The Magic of Music for People with Dementia!
Music can be magic for all of us in different ways, and its power doesn’t usually fade when we’re affected with dementia.
Here are a few examples:
- ”I’ve seen numerous people who could play complete songs on the piano or sing every word to an older song, even as they were well into the middle stages of Alzheimer’s and could not remember the names of family members.”
- “My mom has dementia, and her mood gets so much better with music she knows and loves!”
- ”Many of us enjoy and benefit from listening to music, and this often does not change after someone develops Alzheimer’s.”
- “I was born during World War II. My mother sang the popular songs of the day while working around the house. Even though I’m now 72, I still can remember all the words to those songs.”
- ”One research project studied people with Alzheimer’s and found that their memory for music was not affected by the disease.”
- “People who lose their speech can sometimes recover it through music.”
- “Scientists have identified neural pathways that react almost exclusively to the sound of music—any music.”
The powerful “magic” of music might be just the thing to unlock emotions and memories in your loved one with dementia. Because music is recognized and stored in a different part of the brain than speech or other memories, musical memories are sometimes spared the ravages of mental deterioration and can reawaken connections with events, emotions and even useful information associated with the music. Studies have shown that some people with dementia can even learn new information and behaviors, like which pills to take when, if the information is put to music. At the very least, most people with dementia find familiar music from the past to be a pleasant source of entertainment and comfort, reducing challenging behaviors and decreasing feelings of anxiety and depression.

# [Exercise instructions]
Extend the piece on music for people with dementia, picking up after its final sentence.

# [Data supplied]
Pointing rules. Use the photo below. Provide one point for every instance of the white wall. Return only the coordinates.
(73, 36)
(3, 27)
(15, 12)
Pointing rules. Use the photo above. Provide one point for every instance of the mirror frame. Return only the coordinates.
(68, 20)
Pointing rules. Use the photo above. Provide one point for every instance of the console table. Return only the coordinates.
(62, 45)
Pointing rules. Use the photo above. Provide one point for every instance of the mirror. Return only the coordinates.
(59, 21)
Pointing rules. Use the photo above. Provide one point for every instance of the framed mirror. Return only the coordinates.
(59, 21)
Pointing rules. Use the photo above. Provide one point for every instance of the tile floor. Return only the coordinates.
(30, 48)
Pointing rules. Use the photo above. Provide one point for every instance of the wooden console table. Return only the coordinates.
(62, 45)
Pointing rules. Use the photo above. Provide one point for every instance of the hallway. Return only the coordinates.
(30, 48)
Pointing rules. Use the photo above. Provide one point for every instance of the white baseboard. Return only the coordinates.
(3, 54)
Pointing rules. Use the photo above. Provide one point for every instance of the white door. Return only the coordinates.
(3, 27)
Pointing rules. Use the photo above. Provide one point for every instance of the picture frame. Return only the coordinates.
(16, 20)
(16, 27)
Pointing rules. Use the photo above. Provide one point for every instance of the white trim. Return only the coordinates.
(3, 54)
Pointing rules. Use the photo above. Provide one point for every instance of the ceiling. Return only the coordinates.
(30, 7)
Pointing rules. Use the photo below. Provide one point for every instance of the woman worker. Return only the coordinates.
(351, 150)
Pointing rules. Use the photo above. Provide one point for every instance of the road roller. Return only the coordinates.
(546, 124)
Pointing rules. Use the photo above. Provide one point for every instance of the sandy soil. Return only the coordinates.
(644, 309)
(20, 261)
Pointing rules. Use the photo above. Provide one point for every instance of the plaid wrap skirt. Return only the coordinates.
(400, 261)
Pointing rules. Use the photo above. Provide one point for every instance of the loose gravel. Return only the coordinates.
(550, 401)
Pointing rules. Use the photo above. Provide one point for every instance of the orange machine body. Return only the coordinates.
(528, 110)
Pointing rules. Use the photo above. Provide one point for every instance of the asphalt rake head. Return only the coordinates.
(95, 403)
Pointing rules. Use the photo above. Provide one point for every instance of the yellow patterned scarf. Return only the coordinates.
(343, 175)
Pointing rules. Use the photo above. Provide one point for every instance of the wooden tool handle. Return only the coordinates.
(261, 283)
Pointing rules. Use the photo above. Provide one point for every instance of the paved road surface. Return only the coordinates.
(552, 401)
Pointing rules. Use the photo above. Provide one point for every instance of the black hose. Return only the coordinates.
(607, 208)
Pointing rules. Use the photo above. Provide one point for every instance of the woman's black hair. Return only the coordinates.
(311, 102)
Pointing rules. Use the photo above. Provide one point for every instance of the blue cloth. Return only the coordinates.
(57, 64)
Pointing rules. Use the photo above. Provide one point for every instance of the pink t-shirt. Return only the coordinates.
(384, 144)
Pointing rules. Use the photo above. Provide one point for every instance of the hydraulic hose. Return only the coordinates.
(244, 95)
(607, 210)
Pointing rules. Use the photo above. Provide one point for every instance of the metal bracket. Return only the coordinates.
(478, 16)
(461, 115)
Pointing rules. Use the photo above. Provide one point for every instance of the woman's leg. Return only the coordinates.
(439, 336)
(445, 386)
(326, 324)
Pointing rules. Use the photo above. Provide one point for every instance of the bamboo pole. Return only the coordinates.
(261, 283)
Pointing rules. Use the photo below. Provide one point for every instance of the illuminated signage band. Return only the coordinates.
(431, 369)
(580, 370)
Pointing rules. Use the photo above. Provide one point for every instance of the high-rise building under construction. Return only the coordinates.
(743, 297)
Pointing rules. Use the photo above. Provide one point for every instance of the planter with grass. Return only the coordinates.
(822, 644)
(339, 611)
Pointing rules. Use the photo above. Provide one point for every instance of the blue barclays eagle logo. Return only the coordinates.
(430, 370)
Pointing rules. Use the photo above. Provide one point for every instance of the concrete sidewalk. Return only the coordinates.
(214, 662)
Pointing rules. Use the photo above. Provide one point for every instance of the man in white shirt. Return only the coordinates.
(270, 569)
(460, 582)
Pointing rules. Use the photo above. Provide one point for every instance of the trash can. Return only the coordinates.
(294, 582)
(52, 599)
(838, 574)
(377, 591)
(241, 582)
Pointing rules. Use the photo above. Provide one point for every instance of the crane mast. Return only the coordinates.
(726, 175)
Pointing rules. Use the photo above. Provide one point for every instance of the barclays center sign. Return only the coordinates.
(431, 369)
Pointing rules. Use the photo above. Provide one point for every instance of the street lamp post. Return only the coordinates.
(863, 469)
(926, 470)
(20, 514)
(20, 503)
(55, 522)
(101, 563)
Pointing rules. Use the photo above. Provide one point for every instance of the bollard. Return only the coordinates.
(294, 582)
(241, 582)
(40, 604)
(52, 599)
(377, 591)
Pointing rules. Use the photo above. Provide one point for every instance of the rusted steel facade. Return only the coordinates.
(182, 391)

# [Written reply]
“Music Therapy” could work magic with your loved one!
About.com has an article in the About Health section of their website that gives useful tips on “Music in Alzheimer’s Disease,” broken down into stages. The Alzheimer’s Foundation of America suggests other activities suited to each stage. This information comes from those two articles:
Music in Early Stage Alzheimer’s
Many people enjoy playing music or singing. Encourage them to continue to be involved in music. It may be an area in which they can feel success and accomplishment, and be cheered up by its beauty.
Make compilation recordings of their favorite songs, which are often songs or music that date back to their younger and middle years, or they may be songs relating to their faith. (Put them on an iPod or another device that’s easy to use. Other activities include:
- Go out dancing or dance in the house.
- Experiment with various types of concerts and venues, giving consideration to endurance and temperament.
- Encourage an individual who played an instrument to try it again.
- Use a musical history of favorite recordings to help in reminiscence and memory recall.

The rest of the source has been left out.